What to do:
Transcribe every entry exactly; the images stay out.

Items from a dataset

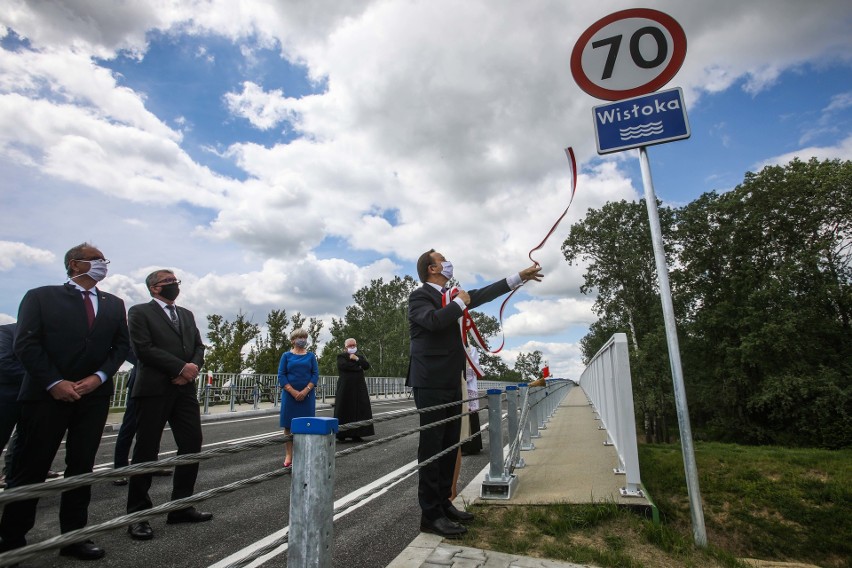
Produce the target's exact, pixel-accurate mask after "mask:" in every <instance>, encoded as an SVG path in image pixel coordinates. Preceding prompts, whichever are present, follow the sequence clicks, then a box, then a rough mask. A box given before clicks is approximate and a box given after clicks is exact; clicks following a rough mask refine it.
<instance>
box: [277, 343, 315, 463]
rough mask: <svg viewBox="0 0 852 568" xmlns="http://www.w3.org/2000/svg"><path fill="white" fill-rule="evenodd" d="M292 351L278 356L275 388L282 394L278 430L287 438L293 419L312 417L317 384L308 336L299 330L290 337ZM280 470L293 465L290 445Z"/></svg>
mask: <svg viewBox="0 0 852 568" xmlns="http://www.w3.org/2000/svg"><path fill="white" fill-rule="evenodd" d="M290 342H291V343H292V344H293V348H292V349H290V351H285V352H284V353H283V354H282V355H281V361H280V362H279V363H278V384H279V385H281V388H282V389H283V390H284V394H283V395H282V396H281V422H280V424H281V427H282V428H284V433H285V434H286V435H288V436H289V435H290V424H291V423H292V422H293V419H294V418H310V417H313V416H315V415H316V393H315V392H314V388H316V386H317V383H318V382H319V365H318V364H317V358H316V355H314V354H313V353H312V352H310V351H308V332H307V331H305V330H304V329H302V328H299V329H294V330H293V332H292V333H290ZM285 452H286V454H285V457H284V467H292V465H293V442H287V443H286V444H285Z"/></svg>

Task answer:
Produce the target's exact, pixel-accurate mask after "mask:" in every <instance>, encoded as an SVG path in image pixel coordinates. Preceding prompts, whichever are present, follow the sequence clicks, then a box, then a rough mask. A box given before clicks is approximate and a box given after clicks is exact; clicks following a rough mask refine it.
<instance>
box: [277, 343, 315, 463]
rough mask: <svg viewBox="0 0 852 568" xmlns="http://www.w3.org/2000/svg"><path fill="white" fill-rule="evenodd" d="M292 351L278 356L275 388L282 394L278 430L287 438L293 419L312 417L317 384L308 336L299 330L290 337ZM280 470L293 465L290 445Z"/></svg>
mask: <svg viewBox="0 0 852 568" xmlns="http://www.w3.org/2000/svg"><path fill="white" fill-rule="evenodd" d="M290 342H291V343H292V344H293V348H292V349H290V351H285V352H284V353H283V354H282V355H281V361H280V362H279V363H278V384H279V385H281V388H282V389H283V390H284V394H283V395H282V396H281V422H280V424H281V427H282V428H284V433H285V434H286V435H288V436H289V435H290V424H291V423H292V422H293V419H294V418H310V417H313V416H315V415H316V393H315V392H314V388H316V386H317V383H318V382H319V365H318V364H317V358H316V355H314V354H313V353H312V352H310V351H308V332H307V331H305V330H304V329H302V328H299V329H294V330H293V332H292V333H290ZM285 452H286V454H285V457H284V467H292V465H293V442H287V443H286V444H285Z"/></svg>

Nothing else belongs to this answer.